● **WHAT YOU ARE ASKED TO DO**: Print each of the entries below verbatim, leaving out the pictures.

·····

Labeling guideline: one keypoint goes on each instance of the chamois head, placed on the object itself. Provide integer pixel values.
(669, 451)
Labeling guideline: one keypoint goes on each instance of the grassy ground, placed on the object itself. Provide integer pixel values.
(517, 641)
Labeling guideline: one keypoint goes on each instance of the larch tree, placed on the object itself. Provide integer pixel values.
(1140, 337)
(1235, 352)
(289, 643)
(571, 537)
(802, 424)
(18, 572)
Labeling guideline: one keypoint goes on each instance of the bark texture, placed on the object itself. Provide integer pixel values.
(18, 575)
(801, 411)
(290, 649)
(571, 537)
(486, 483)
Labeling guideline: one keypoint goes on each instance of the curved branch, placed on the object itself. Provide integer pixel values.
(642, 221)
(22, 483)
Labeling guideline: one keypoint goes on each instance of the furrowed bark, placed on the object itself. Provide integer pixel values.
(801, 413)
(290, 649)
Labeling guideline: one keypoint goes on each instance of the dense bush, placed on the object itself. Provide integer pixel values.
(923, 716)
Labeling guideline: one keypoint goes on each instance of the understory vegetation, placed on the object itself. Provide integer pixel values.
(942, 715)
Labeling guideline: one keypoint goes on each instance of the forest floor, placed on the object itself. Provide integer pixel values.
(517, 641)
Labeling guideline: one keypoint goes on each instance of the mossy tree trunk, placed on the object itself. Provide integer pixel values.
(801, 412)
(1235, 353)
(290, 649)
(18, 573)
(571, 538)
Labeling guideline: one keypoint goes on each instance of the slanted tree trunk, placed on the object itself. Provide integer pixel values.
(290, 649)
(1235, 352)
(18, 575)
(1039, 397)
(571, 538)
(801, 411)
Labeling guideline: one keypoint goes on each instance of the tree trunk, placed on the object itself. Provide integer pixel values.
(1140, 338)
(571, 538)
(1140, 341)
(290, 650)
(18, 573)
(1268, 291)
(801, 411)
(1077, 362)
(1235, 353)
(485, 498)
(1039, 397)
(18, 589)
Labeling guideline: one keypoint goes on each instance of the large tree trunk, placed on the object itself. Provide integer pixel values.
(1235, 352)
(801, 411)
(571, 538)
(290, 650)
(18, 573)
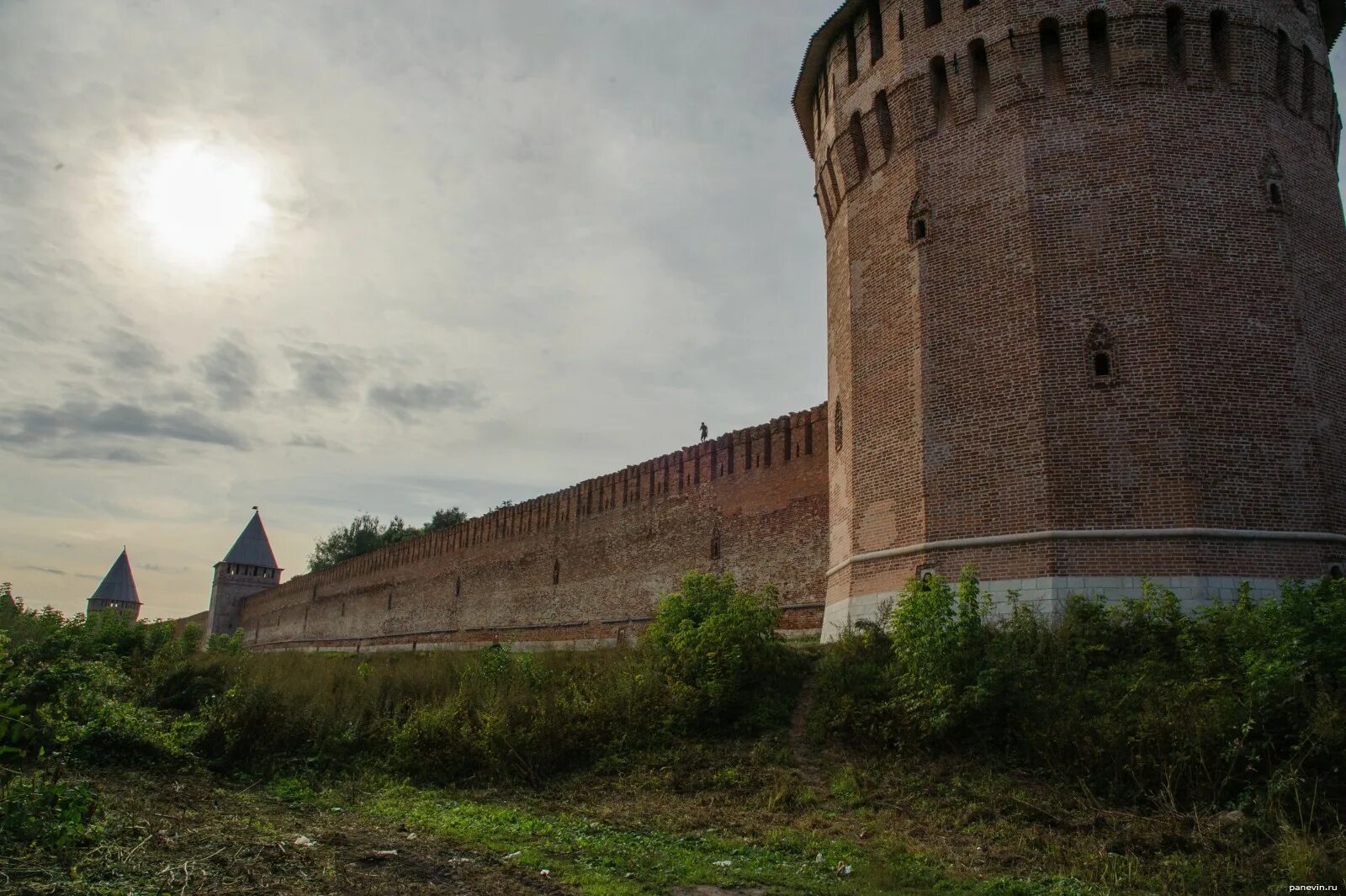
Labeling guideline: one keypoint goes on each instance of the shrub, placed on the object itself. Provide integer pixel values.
(718, 650)
(1238, 701)
(44, 812)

·····

● **SOLUTION**:
Labeling guideline: one keypoint goes on each instance of the chamois head, placed on the object itself. Provide integer pixel values.
(669, 451)
Labeling guideline: one keypoint goes on each instance of the grassy ground, placed on the object itself. Provide integer pixel values.
(517, 641)
Labeling guideline: one keypoint goes on each instance of the larch tree, placed on the object itself. Provide integer pixel values.
(1140, 337)
(1235, 352)
(289, 643)
(571, 537)
(802, 424)
(18, 572)
Labeling guideline: one keypoint goes on each instance of the bark texture, placed on the object itself. Provide integer pixel values.
(18, 575)
(801, 411)
(290, 649)
(571, 537)
(486, 483)
Labeling guideline: one keypoint goes on each instance of the curved branch, placed on the object itself. Provide integer pixel values.
(642, 221)
(22, 483)
Labeling guideline: one keypoint goes on each instance of the furrowed bark, placed on the object itself. Provide integer pixel values.
(801, 413)
(290, 649)
Labeling guideline: one keypoint goes on each instance of the dense bush, placed on the object itself. Provide integer pixel values.
(923, 716)
Labeling guideline: one keypoint goes on each instance of the understory vegetation, placed on the object itself. Provide integer pixel values.
(942, 715)
Labeling guideline: one keypoint goes on each instance of the forest floor, placed on the object itself. Provide integer pixel values.
(517, 641)
Labeling guideline: one keypoint goes on each instance of the mossy tree trunk, placed on the object itself. Provide integer pixel values.
(801, 412)
(1235, 353)
(290, 649)
(18, 573)
(571, 538)
Labeling guideline: one keypoint goes on each instance of the slanted tree trunk, placed on the object itself. Provide integer pixel values.
(290, 649)
(1235, 352)
(18, 575)
(1039, 397)
(571, 538)
(801, 411)
Labeling guideline: one keypoint goes on each instance of the tree trunk, placed on the object itself. Provide integer pixel values.
(1140, 338)
(571, 538)
(1140, 341)
(290, 650)
(18, 573)
(1268, 291)
(801, 411)
(1077, 362)
(1235, 353)
(485, 498)
(1039, 397)
(18, 589)
Labeling guideline: one keypoint goes on each instance of the large tree trunk, placed on the object itself. Provide integer pixel values.
(1235, 352)
(801, 411)
(571, 538)
(290, 650)
(18, 573)
Labeling guideline: one keypoint goes on each instance of the shrub, placed on the object itself. Provide integer pixel values.
(718, 650)
(1238, 701)
(44, 812)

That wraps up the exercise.